# [AVAILABLE DATA]
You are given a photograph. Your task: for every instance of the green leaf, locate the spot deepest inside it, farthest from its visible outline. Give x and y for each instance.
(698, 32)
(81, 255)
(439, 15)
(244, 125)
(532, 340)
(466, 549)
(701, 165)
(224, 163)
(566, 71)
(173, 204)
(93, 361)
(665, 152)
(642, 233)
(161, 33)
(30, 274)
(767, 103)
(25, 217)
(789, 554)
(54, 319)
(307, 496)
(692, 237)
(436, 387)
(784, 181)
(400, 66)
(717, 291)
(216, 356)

# [CHALLENGE]
Copy out the records above again, replacing "green leaf" with "yellow leaf" and leaving everything else unchanged.

# [EXPECTED ANSWER]
You are given a photograph. Your task: for every instance of the yellow leaf, locate the spot deepest inside it, farthest from its visible outline. Give x and y for each instance.
(698, 32)
(81, 255)
(439, 15)
(244, 125)
(532, 340)
(466, 549)
(701, 165)
(224, 163)
(566, 71)
(173, 204)
(93, 361)
(665, 152)
(642, 233)
(161, 33)
(30, 274)
(767, 103)
(25, 217)
(789, 554)
(54, 319)
(307, 496)
(692, 237)
(436, 387)
(784, 181)
(400, 66)
(717, 291)
(216, 356)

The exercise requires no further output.